• _PROBLEM DESCRIPTION_
Given the records that follow, return each one verbatim.

• _EXTRACTED RECORDS_
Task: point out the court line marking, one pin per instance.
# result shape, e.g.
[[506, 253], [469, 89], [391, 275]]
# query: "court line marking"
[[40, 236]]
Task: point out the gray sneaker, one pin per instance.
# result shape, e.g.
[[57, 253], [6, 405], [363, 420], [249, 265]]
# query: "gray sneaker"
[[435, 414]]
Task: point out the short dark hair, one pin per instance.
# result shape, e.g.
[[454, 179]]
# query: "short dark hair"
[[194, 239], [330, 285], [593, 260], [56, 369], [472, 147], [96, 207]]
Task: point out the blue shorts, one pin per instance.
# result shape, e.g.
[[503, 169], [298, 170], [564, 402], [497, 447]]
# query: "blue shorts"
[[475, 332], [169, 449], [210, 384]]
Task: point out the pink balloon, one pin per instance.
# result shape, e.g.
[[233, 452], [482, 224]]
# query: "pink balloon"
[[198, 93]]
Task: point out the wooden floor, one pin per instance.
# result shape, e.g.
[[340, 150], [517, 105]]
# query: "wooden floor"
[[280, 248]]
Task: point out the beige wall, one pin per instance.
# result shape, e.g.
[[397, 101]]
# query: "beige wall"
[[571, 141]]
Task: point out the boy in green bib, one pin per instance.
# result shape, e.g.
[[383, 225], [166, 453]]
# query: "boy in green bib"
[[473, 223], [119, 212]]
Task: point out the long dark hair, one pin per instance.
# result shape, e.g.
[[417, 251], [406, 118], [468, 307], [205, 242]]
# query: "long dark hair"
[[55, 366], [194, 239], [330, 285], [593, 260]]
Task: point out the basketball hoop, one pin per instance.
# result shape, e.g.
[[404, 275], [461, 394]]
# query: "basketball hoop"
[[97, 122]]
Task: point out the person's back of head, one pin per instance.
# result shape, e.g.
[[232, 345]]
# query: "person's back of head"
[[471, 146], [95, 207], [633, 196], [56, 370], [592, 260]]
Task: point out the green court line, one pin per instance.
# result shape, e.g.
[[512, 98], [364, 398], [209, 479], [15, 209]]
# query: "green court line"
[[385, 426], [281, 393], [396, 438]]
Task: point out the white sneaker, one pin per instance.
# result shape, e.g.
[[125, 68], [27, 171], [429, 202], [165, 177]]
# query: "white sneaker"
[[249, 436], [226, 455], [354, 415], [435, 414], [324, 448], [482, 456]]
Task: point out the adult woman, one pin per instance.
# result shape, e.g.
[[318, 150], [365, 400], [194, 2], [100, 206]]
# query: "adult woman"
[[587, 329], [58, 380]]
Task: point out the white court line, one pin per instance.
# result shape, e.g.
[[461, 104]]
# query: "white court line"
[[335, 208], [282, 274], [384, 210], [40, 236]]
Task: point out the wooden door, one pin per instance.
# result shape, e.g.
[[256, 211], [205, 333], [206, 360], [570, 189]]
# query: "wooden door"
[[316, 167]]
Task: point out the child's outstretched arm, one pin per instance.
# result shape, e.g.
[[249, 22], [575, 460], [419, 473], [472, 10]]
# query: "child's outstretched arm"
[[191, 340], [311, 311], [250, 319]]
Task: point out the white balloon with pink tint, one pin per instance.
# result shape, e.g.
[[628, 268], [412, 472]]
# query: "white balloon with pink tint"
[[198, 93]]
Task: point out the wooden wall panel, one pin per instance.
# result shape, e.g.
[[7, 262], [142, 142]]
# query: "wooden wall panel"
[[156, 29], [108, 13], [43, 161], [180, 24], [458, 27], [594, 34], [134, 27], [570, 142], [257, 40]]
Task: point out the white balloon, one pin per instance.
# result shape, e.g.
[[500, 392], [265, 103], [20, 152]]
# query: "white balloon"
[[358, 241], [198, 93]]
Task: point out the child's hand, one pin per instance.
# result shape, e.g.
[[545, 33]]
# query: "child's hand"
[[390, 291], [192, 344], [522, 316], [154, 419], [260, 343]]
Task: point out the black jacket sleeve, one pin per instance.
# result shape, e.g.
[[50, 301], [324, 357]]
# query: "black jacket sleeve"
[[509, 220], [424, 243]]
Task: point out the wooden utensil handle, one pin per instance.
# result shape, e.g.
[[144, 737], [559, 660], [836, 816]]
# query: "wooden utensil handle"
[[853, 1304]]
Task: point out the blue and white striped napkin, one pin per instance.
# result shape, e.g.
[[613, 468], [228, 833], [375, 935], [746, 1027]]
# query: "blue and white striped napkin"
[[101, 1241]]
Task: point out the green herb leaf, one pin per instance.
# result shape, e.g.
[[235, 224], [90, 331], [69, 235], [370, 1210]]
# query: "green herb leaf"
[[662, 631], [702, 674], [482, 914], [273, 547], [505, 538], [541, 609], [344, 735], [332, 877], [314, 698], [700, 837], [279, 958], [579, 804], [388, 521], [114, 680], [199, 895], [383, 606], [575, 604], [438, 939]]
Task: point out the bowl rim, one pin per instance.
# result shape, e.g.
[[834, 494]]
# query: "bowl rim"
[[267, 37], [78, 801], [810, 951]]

• _ANSWER SECTION_
Task: point out the court line marking, one pin per instance.
# result shape, e.g.
[[506, 253], [469, 89], [391, 275]]
# query: "court line marking"
[[40, 236]]
Task: point out the gray sneaker, one pin per instance.
# result shape, e.g.
[[57, 253], [6, 405], [363, 420], [249, 265]]
# query: "gray sneaker"
[[435, 414]]
Task: point out the short dark hair, one pin per instance.
# result shape, e.g.
[[454, 179]]
# query: "short dark hair"
[[194, 239], [330, 285], [593, 260], [56, 369], [472, 147], [96, 207]]
Task: point out the blue shorts, one pin per instance.
# result shape, e.g.
[[503, 169], [298, 170], [564, 402], [497, 447]]
# query: "blue shorts"
[[475, 332], [169, 449], [210, 384]]
Task: point out the pink balloon, one pin per instance.
# result shape, e.g.
[[233, 452], [482, 224]]
# query: "pink balloon"
[[198, 93]]
Task: point out the wooden floor, one pin per instance.
# result shape, e.g.
[[340, 150], [517, 105]]
# query: "wooden floor"
[[280, 248]]
Task: point out the beige wall, one pin per instance.
# result shape, e.g.
[[397, 101]]
# query: "beige wall"
[[571, 141]]
Task: point out the boy in green bib, one pin per instance.
# result shape, e.g.
[[383, 225], [166, 453]]
# query: "boy in green bib"
[[473, 223], [119, 212]]
Task: point out the long dark hair, one pin per instance.
# result shape, e.g.
[[417, 251], [406, 118], [468, 307], [205, 242]]
# query: "long dark hair"
[[55, 366], [194, 239], [330, 285], [593, 260]]
Task: point out the basketball hoop, one pin per instance.
# result shape, e.g.
[[404, 275], [461, 394]]
# query: "basketball hoop"
[[97, 122]]
Task: point out the person's back of head, one pin per instance.
# result shape, e.g.
[[232, 345]]
# query: "person's back of head"
[[471, 146], [95, 207], [633, 196], [56, 370], [592, 260]]
Task: point out the green court line, one pin per instance.
# result shape, e.g.
[[512, 98], [364, 398], [209, 479], [15, 209]]
# query: "green court line"
[[385, 426], [281, 393], [396, 438]]
Task: point out the white sneaker, one pin per instance.
# result shape, e.g.
[[125, 68], [27, 171], [429, 202], [165, 177]]
# query: "white sneaker"
[[249, 436], [226, 455], [354, 415], [435, 414], [324, 448], [482, 456]]
Task: point out the adult woman, one pin per instance.
# result shape, e.g.
[[318, 150], [365, 400], [194, 2], [100, 206]]
# query: "adult woman"
[[587, 329], [58, 380]]
Task: point out the white court line, one pin per instance.
# result shape, e.g.
[[461, 104]]
# query: "white court line"
[[335, 208], [282, 274], [384, 210], [40, 236]]
Task: point out the wooden door, one pin per instance.
# result shape, e.g.
[[256, 211], [205, 333], [206, 360], [570, 189]]
# query: "wooden door"
[[316, 167]]
Task: point out the child's outstretched arm, one pin per instance.
# result shape, e.g.
[[249, 22], [575, 460], [419, 473], [472, 10]]
# query: "child's outstretched arm"
[[191, 340], [311, 311], [250, 319]]
Task: point out the white balloon with pink tint, one pin per instance.
# result shape, e.g.
[[628, 268], [412, 472]]
# query: "white balloon with pink tint"
[[198, 93]]
Task: point out the wooden wall panel, one pin per instance.
# result shape, e.g.
[[7, 262], [142, 142]]
# query: "wooden wall panel"
[[156, 29], [108, 13], [43, 161], [180, 24], [458, 27], [594, 34], [134, 27], [570, 142], [257, 40]]
Task: point out the white balloon, one pin per instance.
# result shape, e.g.
[[500, 392], [265, 103], [20, 152]]
# query: "white balloon"
[[358, 241], [198, 93]]
Task: point out the child's hand, one pin per instance.
# result shape, e.g.
[[545, 33]]
# query: "child's hand"
[[390, 291], [192, 344], [522, 316], [154, 419], [260, 343]]
Task: point out the black jacket sleeve, one pin per instance.
# result shape, e.g.
[[50, 301], [324, 357]]
# query: "black jacket sleeve"
[[509, 220], [424, 243]]
Task: point out the wooden utensil handle, one pin per instance.
# result shape, e.g.
[[144, 737], [559, 660], [836, 816]]
# query: "wooden utensil handle"
[[853, 1304]]
Task: point out the blue and white striped napkin, one pin per instance.
# result shape, e.g.
[[613, 468], [228, 833], [375, 935], [746, 1027]]
# query: "blue and white striped napkin"
[[101, 1241]]
Task: point out the green herb leaf, one pin per instance.
# result shape, e.g.
[[235, 224], [90, 331], [69, 235], [370, 1210]]
# query: "green herb leaf"
[[662, 631], [702, 674], [482, 914], [273, 547], [505, 538], [541, 609], [344, 735], [332, 877], [314, 698], [700, 837], [279, 958], [579, 804], [388, 521], [114, 680], [199, 895], [383, 606], [575, 604], [438, 939]]
Task: point out the bowl rim, one pin per instance.
# result shape, e.g.
[[834, 494]]
# query: "bowl rim"
[[267, 37], [78, 801], [810, 951]]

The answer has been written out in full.